→ **Petunjuk Tugas**:
- A) Tuliskan kembali dengan tepat bagian teks tentang definisi bahasa dari "Karena sifat arbitrernya, maka" sampai "tidak ada penuturnya.".
- B) Menurut teks tentang definisi bahasa, berapa perkiraan jumlah bahasa di dunia saat ini?

--- Teks ---

Apa maksud bahasa bersifat sistemasti

Terdapat banyak definisi yang dibuat oleh para ahli tentang bahasa, tergantung penekanannya. Tetapi dari yang banyak itu dapat dirumuskan  bahwa bahasa adalah sistem lambang bunyi ujaran yang arbitrer  yang digunakan untuk berkomunikasi oleh masyarakat pemakainya. Ronald  Wardhaugh mendefinisikan bahasa sebagai “a system of arbitrary vocal symbols used for human communication”. Defenisi tersebut menekankan bahwa pada intinya bahasa adalah ucapan, bukan tulisan, yang menggabungkan antara bunyi dan makna. Tidak ada kaitan antara lambang, bunyi dan makna. Itu yang dimaksud dengan arbitrer, sebagai salah satu sifat bahasa.

Definisi lain tentang bahasa adalah sistem lambang atau simbol bunyi yang berkembang berdasarkan suatu aturan yang disepakati oleh pemakainya. Setiap lambang bahasa memiliki makna atau konsep. Karena setiap lambang bunyi itu memiliki atau menyatakan suatu konsep atau makna, maka dapat disimpulkan bahwa setiap suatu ujaran bahasa memiliki makna. Misalnya, lambang bahasa yang berbunyi “kursi” mengandung konsep atau makna ‘sesuatu yang dipakai sebagai tempat duduk”.  Kata “manusia”  atau “human” wajib disebut dalam definisi bahasa, karena hanya  manusia yang bisa berbahasa.

Karena sifat arbitrernya, maka setiap kelompok masyarakat bisa membuat kata atau simbol sendiri sesuai kesepatakan mereka masing-masing. Itu pula sebabnya setiap kelompok masyarakat, suku atau bangsa memiliki bahasa mereka sendiri sehingga kehidupan ini menjadi demikian indah.  Suku Jawa dengan bahasa Jawanya, suku Bali dengan bahasa Balinya, demikian pula bangsa Arab dengan bahasa Arabnya, bangsa Inggris dengan bahasa Inggrisnya, dan seterusnya. Bisa dibayangkan apa yang terjadi andai saja semua manusia di muka bumi hanya memiliki satu bahasa. Keanekaragaman bahasa ternyata telah memperkaya khasanah kehidupan manusia. Diperkirakan saat ini di dunia terdapat 6912 bahasa. Ada kecenderungan dari waktu ke waktu jumlahnya semakin berkurang, karena banyak bahasa yang mati alias tidak ada penuturnya.

Bahasa yang kita pakai sebenarnya sama dengan suara yang dihasilkan binatang. Misalnya, ketika seekor kucing mengeong, dia sedang berkomunikasi dengan teman-temannya atau lingkungannya. Begitu juga ketika seorang siswa berteriak di depan kelas, dia sedang menyampaikan sesuatu ke temannya  atau orang-orang di sekitarnya . Karena itu, sebenarnya suara kucing dan teriakan siswa adalah bentuk komunikasi, karena keduanya mengandung pesan yang hendak  disampaikan. Tetapi suara kucing tidak bisa disebut sebagai bahasa. Sedangkan teriakan siswa disebut bahasa. Karena itu, bisa dikatakan seekor kucing bersuara, sedangkan seorang siswa berbahasa.

--- Daftar Catatan ---

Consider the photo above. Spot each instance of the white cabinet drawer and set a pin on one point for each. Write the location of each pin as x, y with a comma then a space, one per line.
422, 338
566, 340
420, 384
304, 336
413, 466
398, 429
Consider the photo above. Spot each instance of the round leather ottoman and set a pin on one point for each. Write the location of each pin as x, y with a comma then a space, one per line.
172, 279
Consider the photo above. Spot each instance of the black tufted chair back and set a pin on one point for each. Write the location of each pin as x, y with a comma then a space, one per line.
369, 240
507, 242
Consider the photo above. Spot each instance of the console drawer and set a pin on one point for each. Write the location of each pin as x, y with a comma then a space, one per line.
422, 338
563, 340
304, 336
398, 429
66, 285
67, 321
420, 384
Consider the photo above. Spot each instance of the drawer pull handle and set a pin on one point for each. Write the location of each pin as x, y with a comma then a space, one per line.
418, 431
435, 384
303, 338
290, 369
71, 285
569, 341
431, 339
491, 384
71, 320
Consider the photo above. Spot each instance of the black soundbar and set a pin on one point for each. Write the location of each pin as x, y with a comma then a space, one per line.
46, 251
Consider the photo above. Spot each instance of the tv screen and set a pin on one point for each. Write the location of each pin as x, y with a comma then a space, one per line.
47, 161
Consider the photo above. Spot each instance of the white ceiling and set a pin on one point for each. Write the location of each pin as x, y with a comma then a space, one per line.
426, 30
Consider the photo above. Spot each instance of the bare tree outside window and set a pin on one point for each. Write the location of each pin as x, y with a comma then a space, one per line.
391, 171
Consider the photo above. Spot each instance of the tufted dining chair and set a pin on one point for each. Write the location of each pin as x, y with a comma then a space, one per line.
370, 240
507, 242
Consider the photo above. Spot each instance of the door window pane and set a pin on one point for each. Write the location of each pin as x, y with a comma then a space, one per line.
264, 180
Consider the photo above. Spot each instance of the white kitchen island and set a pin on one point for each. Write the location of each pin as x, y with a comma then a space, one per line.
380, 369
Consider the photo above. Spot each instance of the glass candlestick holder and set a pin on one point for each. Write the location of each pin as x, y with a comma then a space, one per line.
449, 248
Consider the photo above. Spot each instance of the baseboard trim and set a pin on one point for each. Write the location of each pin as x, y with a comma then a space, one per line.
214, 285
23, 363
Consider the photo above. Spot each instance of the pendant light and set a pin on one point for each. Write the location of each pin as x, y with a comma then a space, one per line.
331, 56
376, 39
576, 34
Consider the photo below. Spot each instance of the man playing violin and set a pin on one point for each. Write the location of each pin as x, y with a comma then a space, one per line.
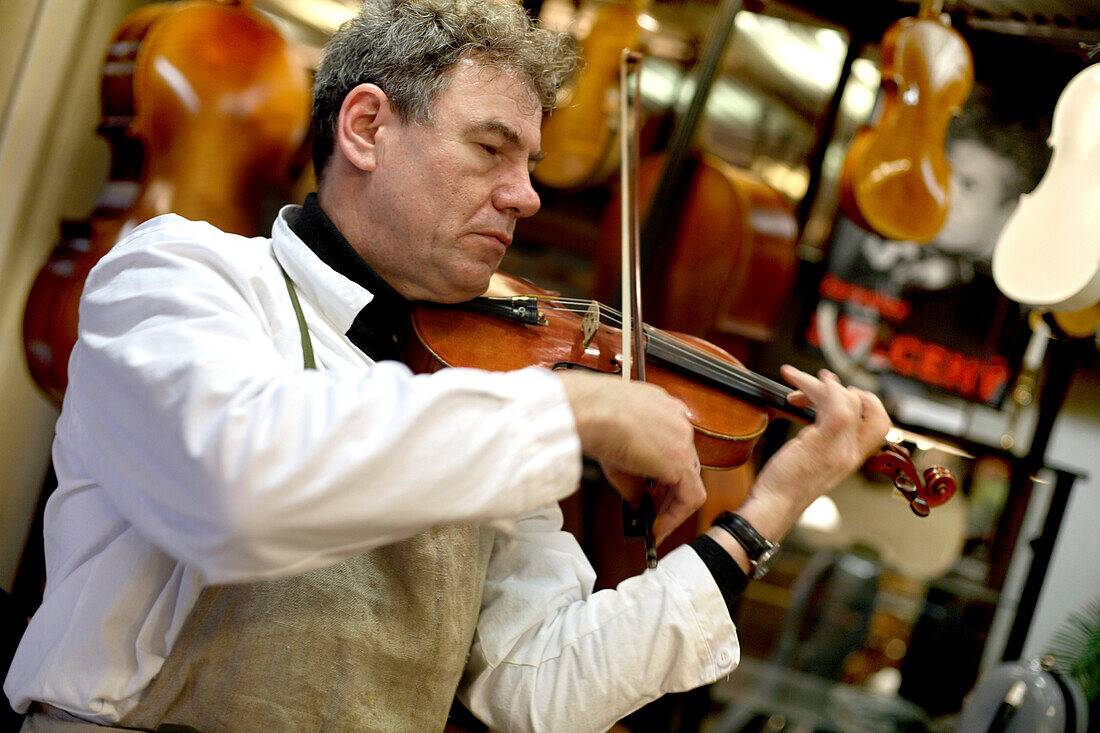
266, 522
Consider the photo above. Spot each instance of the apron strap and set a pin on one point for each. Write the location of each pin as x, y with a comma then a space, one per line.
307, 346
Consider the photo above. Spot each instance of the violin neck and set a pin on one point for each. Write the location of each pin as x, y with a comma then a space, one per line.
722, 374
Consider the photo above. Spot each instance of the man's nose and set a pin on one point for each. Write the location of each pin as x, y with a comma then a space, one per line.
518, 194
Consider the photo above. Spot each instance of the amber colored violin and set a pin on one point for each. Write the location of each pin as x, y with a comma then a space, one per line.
204, 105
895, 176
728, 405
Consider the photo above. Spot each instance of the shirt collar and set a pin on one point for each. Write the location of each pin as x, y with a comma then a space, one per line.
381, 316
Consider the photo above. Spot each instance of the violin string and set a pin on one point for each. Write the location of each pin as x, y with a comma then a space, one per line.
688, 354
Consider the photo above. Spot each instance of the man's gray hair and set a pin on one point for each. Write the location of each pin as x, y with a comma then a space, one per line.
408, 47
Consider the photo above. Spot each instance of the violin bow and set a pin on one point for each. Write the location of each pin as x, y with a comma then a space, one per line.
637, 522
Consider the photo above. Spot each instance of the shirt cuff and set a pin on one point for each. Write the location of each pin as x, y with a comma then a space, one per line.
729, 577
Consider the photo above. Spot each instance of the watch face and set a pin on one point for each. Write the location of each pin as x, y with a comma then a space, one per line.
763, 562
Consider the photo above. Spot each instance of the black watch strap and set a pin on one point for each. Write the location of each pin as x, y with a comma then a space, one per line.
761, 551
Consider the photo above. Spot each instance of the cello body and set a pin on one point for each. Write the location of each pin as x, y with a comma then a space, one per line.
895, 177
204, 106
579, 137
729, 263
1047, 255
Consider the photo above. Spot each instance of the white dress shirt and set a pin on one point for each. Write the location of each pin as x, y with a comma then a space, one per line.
193, 448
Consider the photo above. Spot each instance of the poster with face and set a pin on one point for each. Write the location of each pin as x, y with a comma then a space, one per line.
927, 317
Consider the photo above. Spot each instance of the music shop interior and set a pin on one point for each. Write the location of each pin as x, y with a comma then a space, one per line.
903, 193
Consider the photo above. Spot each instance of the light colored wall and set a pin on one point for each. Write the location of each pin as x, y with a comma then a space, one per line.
53, 164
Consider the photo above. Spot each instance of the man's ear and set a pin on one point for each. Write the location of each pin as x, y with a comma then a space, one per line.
365, 109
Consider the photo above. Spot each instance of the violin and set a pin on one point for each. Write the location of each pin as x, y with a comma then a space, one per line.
205, 106
728, 405
1047, 255
895, 177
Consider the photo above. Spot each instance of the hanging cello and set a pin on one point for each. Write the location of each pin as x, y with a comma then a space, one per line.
579, 138
204, 106
895, 176
717, 243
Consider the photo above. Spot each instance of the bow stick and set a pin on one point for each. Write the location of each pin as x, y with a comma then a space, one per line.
637, 522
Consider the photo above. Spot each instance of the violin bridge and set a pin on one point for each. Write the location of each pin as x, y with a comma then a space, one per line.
591, 323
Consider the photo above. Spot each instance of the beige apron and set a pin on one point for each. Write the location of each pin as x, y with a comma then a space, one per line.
376, 643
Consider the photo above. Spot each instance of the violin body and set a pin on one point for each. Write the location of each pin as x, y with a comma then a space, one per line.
728, 405
895, 177
1047, 255
204, 106
726, 430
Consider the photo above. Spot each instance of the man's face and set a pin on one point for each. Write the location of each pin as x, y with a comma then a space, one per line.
446, 196
979, 201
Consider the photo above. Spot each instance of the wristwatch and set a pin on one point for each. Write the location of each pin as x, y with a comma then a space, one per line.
761, 550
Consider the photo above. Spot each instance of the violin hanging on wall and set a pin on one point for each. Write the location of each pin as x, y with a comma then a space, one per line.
204, 106
1047, 255
895, 176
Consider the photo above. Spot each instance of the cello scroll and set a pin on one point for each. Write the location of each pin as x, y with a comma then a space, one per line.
935, 488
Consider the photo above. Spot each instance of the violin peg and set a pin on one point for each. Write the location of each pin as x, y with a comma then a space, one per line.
920, 506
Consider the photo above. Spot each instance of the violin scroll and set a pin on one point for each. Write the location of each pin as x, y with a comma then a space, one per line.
936, 488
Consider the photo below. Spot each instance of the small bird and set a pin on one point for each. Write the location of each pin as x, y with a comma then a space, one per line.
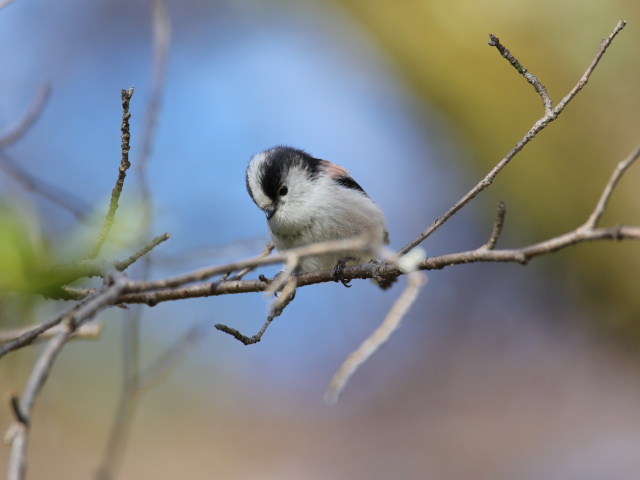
308, 200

---

→ **Jawaban Tiap Tugas**:
- A)
Karena sifat arbitrernya, maka setiap kelompok masyarakat bisa membuat kata atau simbol sendiri sesuai kesepatakan mereka masing-masing. Itu pula sebabnya setiap kelompok masyarakat, suku atau bangsa memiliki bahasa mereka sendiri sehingga kehidupan ini menjadi demikian indah.  Suku Jawa dengan bahasa Jawanya, suku Bali dengan bahasa Balinya, demikian pula bangsa Arab dengan bahasa Arabnya, bangsa Inggris dengan bahasa Inggrisnya, dan seterusnya. Bisa dibayangkan apa yang terjadi andai saja semua manusia di muka bumi hanya memiliki satu bahasa. Keanekaragaman bahasa ternyata telah memperkaya khasanah kehidupan manusia. Diperkirakan saat ini di dunia terdapat 6912 bahasa. Ada kecenderungan dari waktu ke waktu jumlahnya semakin berkurang, karena banyak bahasa yang mati alias tidak ada penuturnya.

- B) Diperkirakan terdapat 6912 bahasa.